DO THIS: Restate the entries word for word, omitting nothing.

[Stored data entries]
• • • •
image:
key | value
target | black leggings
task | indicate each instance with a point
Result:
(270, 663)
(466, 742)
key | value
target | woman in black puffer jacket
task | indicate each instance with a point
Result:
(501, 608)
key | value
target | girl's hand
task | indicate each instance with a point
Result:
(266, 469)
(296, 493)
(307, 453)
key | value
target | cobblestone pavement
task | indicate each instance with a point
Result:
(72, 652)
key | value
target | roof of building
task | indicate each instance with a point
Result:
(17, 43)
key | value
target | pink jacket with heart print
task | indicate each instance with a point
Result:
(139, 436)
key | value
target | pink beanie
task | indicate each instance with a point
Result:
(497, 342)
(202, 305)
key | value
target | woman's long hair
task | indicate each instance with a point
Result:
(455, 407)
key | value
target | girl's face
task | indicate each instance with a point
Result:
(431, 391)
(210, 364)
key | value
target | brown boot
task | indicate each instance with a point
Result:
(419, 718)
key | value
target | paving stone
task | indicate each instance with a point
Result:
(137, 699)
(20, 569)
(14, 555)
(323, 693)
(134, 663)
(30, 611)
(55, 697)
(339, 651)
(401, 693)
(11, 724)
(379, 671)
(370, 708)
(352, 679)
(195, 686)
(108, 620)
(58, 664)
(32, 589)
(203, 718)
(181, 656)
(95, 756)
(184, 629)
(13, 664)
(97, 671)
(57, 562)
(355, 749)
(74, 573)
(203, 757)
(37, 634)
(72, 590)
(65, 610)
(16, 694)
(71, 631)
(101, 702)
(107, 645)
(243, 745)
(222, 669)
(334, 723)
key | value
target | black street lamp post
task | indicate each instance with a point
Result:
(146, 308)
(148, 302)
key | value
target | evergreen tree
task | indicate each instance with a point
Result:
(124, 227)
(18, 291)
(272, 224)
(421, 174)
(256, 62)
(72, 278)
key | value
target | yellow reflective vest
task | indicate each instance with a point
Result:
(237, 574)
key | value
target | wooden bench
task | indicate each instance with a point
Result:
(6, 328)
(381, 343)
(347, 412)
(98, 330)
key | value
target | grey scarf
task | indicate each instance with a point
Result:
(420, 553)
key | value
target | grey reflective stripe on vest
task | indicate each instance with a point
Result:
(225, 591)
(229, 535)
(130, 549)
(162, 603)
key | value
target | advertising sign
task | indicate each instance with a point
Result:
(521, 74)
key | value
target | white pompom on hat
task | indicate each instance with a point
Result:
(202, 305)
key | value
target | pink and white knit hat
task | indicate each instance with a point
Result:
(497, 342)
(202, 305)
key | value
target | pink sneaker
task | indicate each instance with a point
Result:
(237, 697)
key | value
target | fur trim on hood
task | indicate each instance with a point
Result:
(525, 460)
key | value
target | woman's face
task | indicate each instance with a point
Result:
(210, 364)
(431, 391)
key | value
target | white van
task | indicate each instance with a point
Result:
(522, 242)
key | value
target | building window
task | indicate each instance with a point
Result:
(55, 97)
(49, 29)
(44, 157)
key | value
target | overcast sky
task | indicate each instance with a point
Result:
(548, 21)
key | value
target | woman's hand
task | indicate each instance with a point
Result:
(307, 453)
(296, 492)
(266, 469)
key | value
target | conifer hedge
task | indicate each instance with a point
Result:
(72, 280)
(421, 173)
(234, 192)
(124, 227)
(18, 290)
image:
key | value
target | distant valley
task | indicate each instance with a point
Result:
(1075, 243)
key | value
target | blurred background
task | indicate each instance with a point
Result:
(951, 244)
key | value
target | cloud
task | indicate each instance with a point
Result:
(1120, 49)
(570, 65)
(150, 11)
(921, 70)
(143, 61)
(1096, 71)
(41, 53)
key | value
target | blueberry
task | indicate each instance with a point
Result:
• • • •
SOLUTION FOR THIS EXERCISE:
image:
key | value
target | black leggings
task | indicate each instance with a point
Result:
(270, 663)
(466, 742)
key | value
target | woman in black puffer jacket
task | indicate each instance with a point
Result:
(501, 608)
key | value
target | girl's hand
task | indicate each instance with a point
Result:
(266, 469)
(296, 493)
(307, 453)
key | value
target | cobblestone pavement
task | indicate each instance with a point
Result:
(72, 652)
key | value
target | roof of building
task | indicate each instance with a point
Result:
(17, 43)
key | value
target | pink jacket with heart print
task | indicate each instance with a point
Result:
(139, 436)
key | value
target | pink beanie
task | indicate each instance with a point
Result:
(497, 342)
(202, 305)
key | value
target | woman's long hair
task | indicate each instance with a point
Result:
(455, 407)
key | value
target | girl's face
task | indicate each instance with a point
Result:
(431, 391)
(210, 364)
key | value
target | brown boot
task | indicate each instance with a point
Result:
(419, 718)
key | value
target | paving stone
task | indicate each instance with a point
Result:
(137, 699)
(20, 569)
(14, 555)
(323, 693)
(134, 663)
(30, 611)
(55, 697)
(339, 651)
(401, 693)
(11, 724)
(379, 671)
(370, 708)
(352, 679)
(195, 686)
(108, 620)
(58, 664)
(32, 589)
(203, 718)
(181, 656)
(95, 756)
(184, 629)
(13, 664)
(97, 671)
(57, 562)
(355, 749)
(74, 573)
(203, 757)
(37, 634)
(72, 590)
(65, 610)
(16, 694)
(71, 631)
(101, 702)
(107, 645)
(243, 745)
(222, 669)
(334, 723)
key | value
target | black street lamp post
task | indicate each instance with a point
Result:
(146, 308)
(148, 302)
key | value
target | evergreen tree
task | indicate each instance with a point
Result:
(124, 227)
(18, 291)
(272, 224)
(421, 174)
(256, 62)
(72, 278)
key | value
target | yellow reflective vest
task | indicate each instance with a point
Result:
(237, 574)
key | value
target | wooden bench
task | indicate each instance with a point
Result:
(6, 328)
(381, 343)
(347, 412)
(98, 330)
key | value
target | grey scarf
task | indicate each instance with a point
Result:
(420, 553)
key | value
target | grey reflective stripe on vest
task | indicate each instance with a point
Result:
(225, 591)
(229, 535)
(130, 549)
(162, 603)
key | value
target | advertising sign
task | indicate each instance with a point
Result:
(521, 74)
key | value
target | white pompom on hat
task | indicate each instance with a point
Result:
(202, 305)
key | value
target | pink and white knit hat
task | indicate each instance with a point
Result:
(497, 342)
(202, 305)
key | value
target | pink sneaker
task | indicate each instance with a point
Result:
(237, 697)
key | value
target | fur trim on hood
task | indicate each instance with a point
Result:
(525, 460)
key | value
target | woman's face
task | indicate each instance with a point
Result:
(210, 364)
(431, 391)
key | value
target | white van
task | indicate each instance with a point
Result:
(522, 242)
key | value
target | building window
task | indicate each instance with a point
Result:
(55, 97)
(49, 29)
(44, 157)
key | value
target | overcast sky
task | indicate each instance with a point
Result:
(548, 21)
key | value
target | woman's hand
task | indicate each instance with a point
Result:
(307, 453)
(296, 492)
(266, 469)
key | value
target | conifer hedge
task | indicate each instance with a point
Result:
(72, 280)
(421, 173)
(234, 192)
(124, 227)
(18, 290)
image:
key | value
target | distant valley
task | indicate each instance with a point
Result:
(1075, 243)
key | value
target | blurred background
task | indicate each instance with a point
Result:
(951, 244)
key | value
target | cloud
task | indicate each instance with a point
Result:
(1120, 49)
(570, 65)
(150, 11)
(921, 70)
(143, 61)
(1096, 71)
(41, 53)
key | value
target | blueberry
task | indicate each instance with a point
Result:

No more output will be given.